Output all lines exactly, with nothing added or dropped.

--- begin Data to use ---

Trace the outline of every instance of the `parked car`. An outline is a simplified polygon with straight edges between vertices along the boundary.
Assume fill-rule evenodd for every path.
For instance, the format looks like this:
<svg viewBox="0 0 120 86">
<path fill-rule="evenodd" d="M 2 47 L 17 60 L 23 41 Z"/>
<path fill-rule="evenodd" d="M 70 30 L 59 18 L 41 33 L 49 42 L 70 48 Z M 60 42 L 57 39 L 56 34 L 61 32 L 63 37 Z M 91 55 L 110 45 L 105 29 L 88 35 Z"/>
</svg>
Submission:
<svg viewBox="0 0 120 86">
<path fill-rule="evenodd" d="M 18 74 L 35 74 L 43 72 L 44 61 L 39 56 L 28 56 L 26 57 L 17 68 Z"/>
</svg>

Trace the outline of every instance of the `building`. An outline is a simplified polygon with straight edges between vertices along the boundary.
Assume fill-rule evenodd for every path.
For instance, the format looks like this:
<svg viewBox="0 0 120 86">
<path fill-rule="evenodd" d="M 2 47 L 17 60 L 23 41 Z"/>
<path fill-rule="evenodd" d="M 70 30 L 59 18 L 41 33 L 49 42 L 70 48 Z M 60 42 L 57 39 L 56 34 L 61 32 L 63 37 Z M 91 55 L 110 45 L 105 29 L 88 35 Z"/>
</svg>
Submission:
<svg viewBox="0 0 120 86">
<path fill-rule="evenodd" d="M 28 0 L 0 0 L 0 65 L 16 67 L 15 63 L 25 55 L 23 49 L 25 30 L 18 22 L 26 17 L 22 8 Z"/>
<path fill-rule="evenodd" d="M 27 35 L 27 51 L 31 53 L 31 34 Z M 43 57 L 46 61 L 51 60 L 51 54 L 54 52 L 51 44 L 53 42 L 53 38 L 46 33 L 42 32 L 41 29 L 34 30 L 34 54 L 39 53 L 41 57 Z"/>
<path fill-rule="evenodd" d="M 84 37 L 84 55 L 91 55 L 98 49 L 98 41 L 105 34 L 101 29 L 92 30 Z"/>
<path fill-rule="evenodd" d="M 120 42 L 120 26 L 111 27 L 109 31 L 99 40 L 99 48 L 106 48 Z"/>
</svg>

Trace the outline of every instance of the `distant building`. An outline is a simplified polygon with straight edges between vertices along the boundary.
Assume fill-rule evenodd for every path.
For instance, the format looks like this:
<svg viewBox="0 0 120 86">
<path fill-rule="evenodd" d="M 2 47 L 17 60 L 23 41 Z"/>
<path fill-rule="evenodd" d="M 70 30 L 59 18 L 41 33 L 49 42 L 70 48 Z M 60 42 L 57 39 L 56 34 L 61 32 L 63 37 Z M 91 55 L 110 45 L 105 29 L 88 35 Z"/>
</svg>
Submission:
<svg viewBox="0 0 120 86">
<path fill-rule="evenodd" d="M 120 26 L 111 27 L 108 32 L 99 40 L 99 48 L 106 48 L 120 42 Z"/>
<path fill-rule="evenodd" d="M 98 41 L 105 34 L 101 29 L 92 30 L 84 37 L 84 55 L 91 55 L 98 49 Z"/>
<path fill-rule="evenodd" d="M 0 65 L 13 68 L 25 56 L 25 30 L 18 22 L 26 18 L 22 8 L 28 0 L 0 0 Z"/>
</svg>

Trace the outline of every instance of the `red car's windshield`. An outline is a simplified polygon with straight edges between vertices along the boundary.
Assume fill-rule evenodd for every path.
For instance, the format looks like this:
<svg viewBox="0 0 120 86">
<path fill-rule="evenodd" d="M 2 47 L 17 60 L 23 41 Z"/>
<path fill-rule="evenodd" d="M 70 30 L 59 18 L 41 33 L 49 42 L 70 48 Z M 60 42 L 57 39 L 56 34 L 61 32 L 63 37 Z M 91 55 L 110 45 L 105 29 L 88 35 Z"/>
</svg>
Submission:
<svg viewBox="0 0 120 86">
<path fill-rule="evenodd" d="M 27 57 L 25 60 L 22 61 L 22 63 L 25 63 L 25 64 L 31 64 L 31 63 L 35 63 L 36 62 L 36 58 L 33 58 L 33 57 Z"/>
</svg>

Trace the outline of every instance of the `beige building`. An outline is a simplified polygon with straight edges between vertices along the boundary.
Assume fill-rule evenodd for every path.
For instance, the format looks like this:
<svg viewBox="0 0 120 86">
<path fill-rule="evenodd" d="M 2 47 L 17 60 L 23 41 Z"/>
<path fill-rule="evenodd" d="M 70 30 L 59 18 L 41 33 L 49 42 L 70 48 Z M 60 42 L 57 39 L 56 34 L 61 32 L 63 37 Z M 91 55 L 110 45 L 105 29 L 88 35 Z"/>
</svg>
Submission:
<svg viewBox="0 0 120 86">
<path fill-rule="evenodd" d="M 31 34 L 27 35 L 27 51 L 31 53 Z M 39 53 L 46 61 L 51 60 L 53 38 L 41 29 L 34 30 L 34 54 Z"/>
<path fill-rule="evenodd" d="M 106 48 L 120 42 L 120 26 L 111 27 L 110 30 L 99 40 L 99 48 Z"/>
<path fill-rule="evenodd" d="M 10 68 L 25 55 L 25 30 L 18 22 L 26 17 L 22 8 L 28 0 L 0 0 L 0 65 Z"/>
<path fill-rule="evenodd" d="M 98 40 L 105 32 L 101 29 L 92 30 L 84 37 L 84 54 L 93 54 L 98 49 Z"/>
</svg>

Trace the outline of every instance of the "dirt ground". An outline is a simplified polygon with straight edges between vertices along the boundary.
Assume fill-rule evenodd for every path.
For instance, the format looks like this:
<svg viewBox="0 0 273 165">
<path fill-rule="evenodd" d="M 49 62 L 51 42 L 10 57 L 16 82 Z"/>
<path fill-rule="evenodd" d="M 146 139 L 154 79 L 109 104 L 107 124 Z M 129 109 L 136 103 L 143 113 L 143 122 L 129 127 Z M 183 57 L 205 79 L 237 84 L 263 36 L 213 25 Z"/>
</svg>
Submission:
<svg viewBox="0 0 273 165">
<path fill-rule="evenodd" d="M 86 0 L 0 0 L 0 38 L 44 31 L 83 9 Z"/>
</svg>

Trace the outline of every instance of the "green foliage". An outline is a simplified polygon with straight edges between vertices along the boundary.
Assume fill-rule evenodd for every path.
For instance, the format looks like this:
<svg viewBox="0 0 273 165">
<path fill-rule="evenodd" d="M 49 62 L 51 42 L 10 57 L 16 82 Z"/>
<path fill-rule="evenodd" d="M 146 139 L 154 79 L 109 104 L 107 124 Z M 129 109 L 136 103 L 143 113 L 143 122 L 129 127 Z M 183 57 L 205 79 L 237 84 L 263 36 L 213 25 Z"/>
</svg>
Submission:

--- end Data to use ---

§ Problem solution:
Trace the outline of every instance of the `parked car`. An outline is a simplified polygon with straight edges between vertices along the boundary.
Assume fill-rule evenodd for every path.
For instance, the format looks like this:
<svg viewBox="0 0 120 86">
<path fill-rule="evenodd" d="M 2 47 L 17 60 L 23 41 Z"/>
<path fill-rule="evenodd" d="M 70 30 L 59 18 L 41 33 L 49 42 L 70 48 Z M 60 42 L 57 39 L 56 34 L 61 32 L 63 37 Z M 91 55 L 110 45 L 105 29 L 88 35 Z"/>
</svg>
Submission:
<svg viewBox="0 0 120 86">
<path fill-rule="evenodd" d="M 18 74 L 35 74 L 43 72 L 44 61 L 39 56 L 28 56 L 26 57 L 17 68 Z"/>
</svg>

Trace the outline of every instance of the `building`. An outline is a simplified polygon with straight edges between vertices along the boundary.
Assume fill-rule evenodd for every path.
For instance, the format looks like this:
<svg viewBox="0 0 120 86">
<path fill-rule="evenodd" d="M 2 47 L 17 60 L 23 41 Z"/>
<path fill-rule="evenodd" d="M 70 30 L 59 18 L 41 33 L 49 42 L 70 48 Z M 60 42 L 57 39 L 56 34 L 61 32 L 63 37 Z M 91 55 L 110 45 L 105 29 L 88 35 Z"/>
</svg>
Submission:
<svg viewBox="0 0 120 86">
<path fill-rule="evenodd" d="M 28 0 L 0 0 L 0 65 L 16 67 L 15 63 L 25 55 L 23 49 L 25 30 L 18 22 L 26 17 L 22 8 Z"/>
<path fill-rule="evenodd" d="M 27 35 L 27 51 L 31 53 L 31 34 Z M 43 57 L 46 61 L 51 60 L 51 54 L 54 52 L 51 44 L 53 42 L 53 38 L 46 33 L 42 32 L 41 29 L 34 30 L 34 54 L 39 53 L 41 57 Z"/>
<path fill-rule="evenodd" d="M 84 37 L 84 55 L 91 55 L 98 49 L 98 41 L 105 34 L 101 29 L 92 30 Z"/>
<path fill-rule="evenodd" d="M 120 42 L 120 26 L 111 27 L 109 31 L 99 40 L 99 48 L 106 48 Z"/>
</svg>

Trace the outline of every instance of the `distant building`. An outline is a simplified polygon with straight edges between vertices along the boundary.
Assume fill-rule evenodd for every path.
For instance, the format looks like this:
<svg viewBox="0 0 120 86">
<path fill-rule="evenodd" d="M 2 47 L 17 60 L 23 41 Z"/>
<path fill-rule="evenodd" d="M 70 30 L 59 18 L 41 33 L 49 42 L 70 48 Z M 60 42 L 57 39 L 56 34 L 61 32 L 63 37 Z M 91 55 L 110 45 L 105 29 L 88 35 Z"/>
</svg>
Submission:
<svg viewBox="0 0 120 86">
<path fill-rule="evenodd" d="M 120 26 L 111 27 L 108 32 L 99 40 L 99 48 L 106 48 L 120 42 Z"/>
<path fill-rule="evenodd" d="M 98 41 L 105 34 L 101 29 L 92 30 L 84 37 L 84 55 L 91 55 L 98 49 Z"/>
<path fill-rule="evenodd" d="M 0 65 L 13 68 L 25 56 L 25 30 L 18 22 L 26 18 L 22 8 L 28 0 L 0 0 Z"/>
</svg>

Trace the outline of every instance of the `red car's windshield`. An outline is a simplified polygon with straight edges between vertices along the boundary.
Assume fill-rule evenodd for every path.
For instance, the format looks like this:
<svg viewBox="0 0 120 86">
<path fill-rule="evenodd" d="M 2 47 L 17 60 L 23 41 Z"/>
<path fill-rule="evenodd" d="M 70 30 L 59 18 L 41 33 L 49 42 L 70 48 Z M 60 42 L 57 39 L 56 34 L 61 32 L 63 37 Z M 91 55 L 110 45 L 105 29 L 88 35 Z"/>
</svg>
Submission:
<svg viewBox="0 0 120 86">
<path fill-rule="evenodd" d="M 27 57 L 25 60 L 22 61 L 22 63 L 25 63 L 25 64 L 31 64 L 31 63 L 35 63 L 36 62 L 36 58 L 33 58 L 33 57 Z"/>
</svg>

Trace the outline of every instance of the `beige building`. An outline is a simplified polygon with straight edges between vertices along the boundary.
Assume fill-rule evenodd for every path.
For instance, the format looks like this:
<svg viewBox="0 0 120 86">
<path fill-rule="evenodd" d="M 2 47 L 17 60 L 23 41 Z"/>
<path fill-rule="evenodd" d="M 70 30 L 59 18 L 41 33 L 49 42 L 70 48 Z M 60 42 L 57 39 L 56 34 L 61 32 L 63 37 Z M 91 55 L 110 45 L 105 29 L 88 35 Z"/>
</svg>
Submission:
<svg viewBox="0 0 120 86">
<path fill-rule="evenodd" d="M 31 34 L 27 35 L 27 51 L 31 53 Z M 39 53 L 46 61 L 51 60 L 53 38 L 41 29 L 34 30 L 34 54 Z"/>
<path fill-rule="evenodd" d="M 106 48 L 120 42 L 120 26 L 111 27 L 110 30 L 99 40 L 99 48 Z"/>
<path fill-rule="evenodd" d="M 10 68 L 25 55 L 25 30 L 18 22 L 26 17 L 22 8 L 28 0 L 0 0 L 0 65 Z"/>
<path fill-rule="evenodd" d="M 98 40 L 105 32 L 101 29 L 92 30 L 84 37 L 84 54 L 93 54 L 98 49 Z"/>
</svg>

Trace the outline of every instance of the "dirt ground". An outline is a simplified polygon with straight edges between vertices along the boundary.
Assume fill-rule evenodd for every path.
For instance, the format looks like this:
<svg viewBox="0 0 273 165">
<path fill-rule="evenodd" d="M 49 62 L 51 42 L 10 57 L 16 82 Z"/>
<path fill-rule="evenodd" d="M 146 139 L 154 79 L 109 104 L 107 124 Z M 129 109 L 136 103 L 143 113 L 143 122 L 129 127 Z M 183 57 L 205 79 L 237 84 L 263 36 L 213 25 Z"/>
</svg>
Submission:
<svg viewBox="0 0 273 165">
<path fill-rule="evenodd" d="M 86 0 L 0 0 L 0 38 L 44 31 L 83 9 Z"/>
</svg>

Trace the outline of every instance of the "green foliage". An outline is a simplified polygon with straight edges between vertices along the boundary.
Assume fill-rule evenodd for every path.
For instance, the format looks like this:
<svg viewBox="0 0 273 165">
<path fill-rule="evenodd" d="M 49 62 L 51 42 L 10 57 L 16 82 Z"/>
<path fill-rule="evenodd" d="M 146 139 L 154 79 L 109 104 L 107 124 Z M 129 109 L 136 103 L 143 113 L 143 122 L 129 127 Z M 183 57 L 205 79 L 237 84 L 263 36 L 213 25 Z"/>
</svg>
Submission:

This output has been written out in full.